Image point grounding data:
=======
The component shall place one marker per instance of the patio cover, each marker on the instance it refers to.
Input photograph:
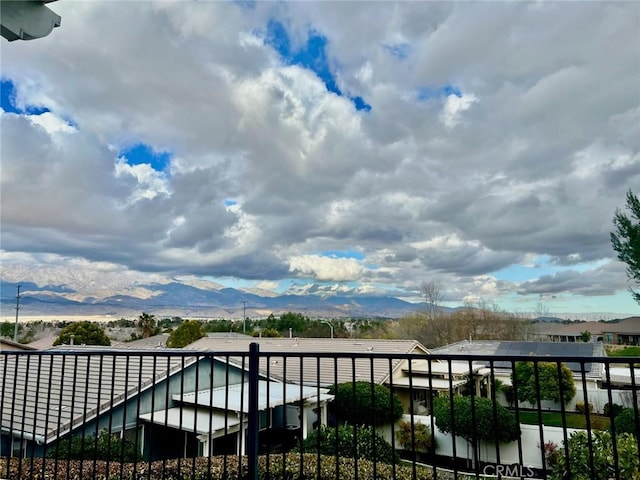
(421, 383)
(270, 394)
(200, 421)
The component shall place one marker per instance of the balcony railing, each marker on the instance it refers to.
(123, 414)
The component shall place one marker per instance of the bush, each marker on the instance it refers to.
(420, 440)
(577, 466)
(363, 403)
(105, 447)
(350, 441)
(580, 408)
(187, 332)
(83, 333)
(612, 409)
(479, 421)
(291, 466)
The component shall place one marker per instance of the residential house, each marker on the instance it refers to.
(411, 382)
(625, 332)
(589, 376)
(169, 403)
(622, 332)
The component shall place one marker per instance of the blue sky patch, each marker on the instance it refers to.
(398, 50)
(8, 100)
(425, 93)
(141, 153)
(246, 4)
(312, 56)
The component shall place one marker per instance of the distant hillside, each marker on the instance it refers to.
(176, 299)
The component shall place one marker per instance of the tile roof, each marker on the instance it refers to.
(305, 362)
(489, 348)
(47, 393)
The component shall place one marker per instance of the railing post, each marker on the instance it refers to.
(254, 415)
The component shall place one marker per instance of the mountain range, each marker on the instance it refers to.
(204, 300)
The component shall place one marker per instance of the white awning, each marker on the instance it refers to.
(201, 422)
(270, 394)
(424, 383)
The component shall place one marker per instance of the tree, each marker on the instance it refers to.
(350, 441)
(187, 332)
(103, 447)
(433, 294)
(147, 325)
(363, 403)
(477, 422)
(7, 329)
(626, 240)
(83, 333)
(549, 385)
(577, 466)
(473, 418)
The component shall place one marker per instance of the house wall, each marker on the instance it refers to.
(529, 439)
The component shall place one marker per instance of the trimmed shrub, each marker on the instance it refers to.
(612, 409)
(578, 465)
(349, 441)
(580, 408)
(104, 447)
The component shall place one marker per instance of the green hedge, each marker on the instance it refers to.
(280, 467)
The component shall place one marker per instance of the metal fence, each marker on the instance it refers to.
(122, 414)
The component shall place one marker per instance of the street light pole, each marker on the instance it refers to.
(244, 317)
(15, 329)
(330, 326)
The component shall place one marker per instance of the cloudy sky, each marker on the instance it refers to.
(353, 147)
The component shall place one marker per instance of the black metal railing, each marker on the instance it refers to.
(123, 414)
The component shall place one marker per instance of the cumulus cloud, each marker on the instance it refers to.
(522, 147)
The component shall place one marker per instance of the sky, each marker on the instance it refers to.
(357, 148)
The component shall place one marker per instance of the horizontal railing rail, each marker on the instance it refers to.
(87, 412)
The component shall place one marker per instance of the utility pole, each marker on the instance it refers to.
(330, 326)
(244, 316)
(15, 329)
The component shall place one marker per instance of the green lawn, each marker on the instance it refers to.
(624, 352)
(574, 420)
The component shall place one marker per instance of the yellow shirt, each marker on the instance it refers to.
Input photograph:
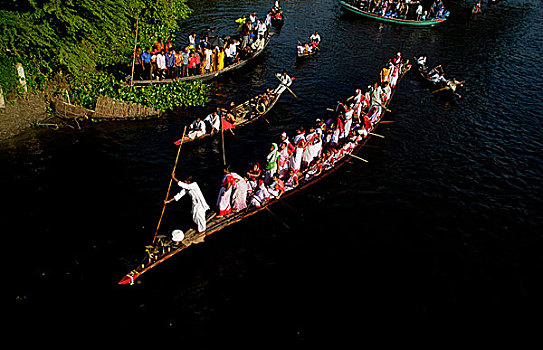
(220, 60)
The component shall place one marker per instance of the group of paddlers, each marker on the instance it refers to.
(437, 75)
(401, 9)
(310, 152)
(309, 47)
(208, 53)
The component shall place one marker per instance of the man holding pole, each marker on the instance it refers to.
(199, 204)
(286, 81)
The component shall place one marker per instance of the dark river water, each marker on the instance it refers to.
=======
**Exercise**
The lines from the one containing "The component shall place one marker per instance of the man" through the last line of the records are to be transcribed exactly, with nothing else added.

**Task answer**
The component shall place one marker per instance of the man holding pole, each marker on the instance it refers to.
(199, 204)
(286, 81)
The component shall place one marker per instance of the dark river water, each marker on the instance it refers to.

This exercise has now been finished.